Goal of the exercise:
Leave the pictures out, and retype all of the material exactly as written.

=-=-=-=-=

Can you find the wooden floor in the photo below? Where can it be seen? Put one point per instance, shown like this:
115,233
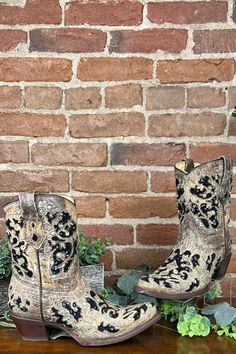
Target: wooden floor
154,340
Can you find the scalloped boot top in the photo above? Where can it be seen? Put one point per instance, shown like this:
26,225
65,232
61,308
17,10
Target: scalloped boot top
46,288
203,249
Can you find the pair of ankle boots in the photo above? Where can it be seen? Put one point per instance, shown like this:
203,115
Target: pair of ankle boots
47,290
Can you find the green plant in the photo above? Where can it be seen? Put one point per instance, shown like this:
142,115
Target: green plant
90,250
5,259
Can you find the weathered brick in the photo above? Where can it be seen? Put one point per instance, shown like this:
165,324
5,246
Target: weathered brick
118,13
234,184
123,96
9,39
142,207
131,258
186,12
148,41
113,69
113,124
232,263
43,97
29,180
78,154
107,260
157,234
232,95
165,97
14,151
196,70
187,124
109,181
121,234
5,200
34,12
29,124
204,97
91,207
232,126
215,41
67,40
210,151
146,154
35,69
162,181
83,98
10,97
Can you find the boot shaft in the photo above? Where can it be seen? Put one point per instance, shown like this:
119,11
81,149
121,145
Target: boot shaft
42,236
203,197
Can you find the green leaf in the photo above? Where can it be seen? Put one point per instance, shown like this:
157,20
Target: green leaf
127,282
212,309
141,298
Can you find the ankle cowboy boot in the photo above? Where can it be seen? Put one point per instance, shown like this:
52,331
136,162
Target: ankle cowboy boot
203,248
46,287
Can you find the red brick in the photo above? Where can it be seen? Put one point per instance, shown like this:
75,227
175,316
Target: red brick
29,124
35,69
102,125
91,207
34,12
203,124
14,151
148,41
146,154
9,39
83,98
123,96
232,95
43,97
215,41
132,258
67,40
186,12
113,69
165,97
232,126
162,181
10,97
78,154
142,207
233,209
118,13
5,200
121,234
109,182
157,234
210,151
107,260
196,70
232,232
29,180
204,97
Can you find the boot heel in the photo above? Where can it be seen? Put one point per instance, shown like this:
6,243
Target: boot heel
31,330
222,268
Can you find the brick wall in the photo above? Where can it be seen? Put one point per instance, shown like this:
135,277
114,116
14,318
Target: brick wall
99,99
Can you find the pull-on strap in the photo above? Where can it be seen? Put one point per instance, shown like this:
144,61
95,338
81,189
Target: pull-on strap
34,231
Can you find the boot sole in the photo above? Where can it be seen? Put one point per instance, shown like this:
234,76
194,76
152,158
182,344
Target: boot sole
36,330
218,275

=-=-=-=-=

Exercise result:
Can you find the wooden floor in the photo below? Where can it be seen? Put one point per instance, shown like this:
115,233
Target: wooden floor
154,340
Can you find the scalloped boot top in the photo above? Where can it be seen? Put one point per instance, shown like this:
26,225
65,232
61,308
17,10
Target: scalloped boot top
46,288
203,249
Can you find the pair of ankle boots in the photo above? Where can it be seen? Put one point per instance, shown like this:
203,115
Target: pair of ankle boots
47,290
Can you find the green plant in the photo above? Where can it be seen? Put one point per instance, shown like this:
142,115
Target: green plant
90,250
5,259
Can you find the weathered brick in the photo above? Where can it be seen? Put one point per instance, shown like this:
165,324
5,246
Target: weathered brick
118,13
234,184
123,96
9,39
142,207
131,258
186,12
148,41
113,69
113,124
232,263
43,97
29,180
78,154
107,260
157,234
232,95
165,97
14,151
196,70
187,124
109,181
121,234
5,200
34,12
29,124
204,97
91,207
232,126
215,41
67,40
210,151
146,154
35,69
162,181
83,98
10,97
Can you find the boot shaft in the photo above? Where can it be seen? Put one point per instance, shown like this:
119,11
81,149
121,145
Target: boot shaft
42,236
203,197
Can you find the green leaf in the photo above? Where can it be seen? Put one point per instance, shown like this:
157,20
Target: green leaf
127,282
212,309
141,298
Can you find the ankle cowboy boot in the photo above? Where can it be seen? Put one point per instance, shown like this:
52,331
136,162
Target: ankle cowboy boot
203,248
46,287
Can you find the red brick in the photo above? Where can it be seen? Put one point per instance, shown like this:
75,227
175,316
Target: red brick
29,124
35,69
102,125
91,207
34,12
203,124
14,151
148,41
146,154
9,39
83,98
123,96
232,95
43,97
215,41
132,258
67,40
186,12
113,69
165,97
232,126
162,181
10,97
78,154
142,207
233,209
118,13
5,200
121,234
109,182
157,234
210,151
107,260
196,70
232,232
29,180
204,97
Can you find the boot heel in the photo above? Where can it be seen? Put one point per instance, shown like this:
6,243
Target: boot heel
31,330
222,268
Can you find the brick wall in the photo above? Where can it be seen? Put one point per instance, shown like this:
135,277
114,116
14,318
Target: brick wall
99,99
Can you find the pull-on strap in the photo above? Where can it be seen? Put one point per instance, shown like this:
144,61
95,338
81,189
Target: pull-on strap
34,231
Can you find the boot sole in the photo above? Where can it be seen? Put one point per instance, shown like this:
234,76
194,76
152,158
182,344
Target: boot sole
36,330
218,275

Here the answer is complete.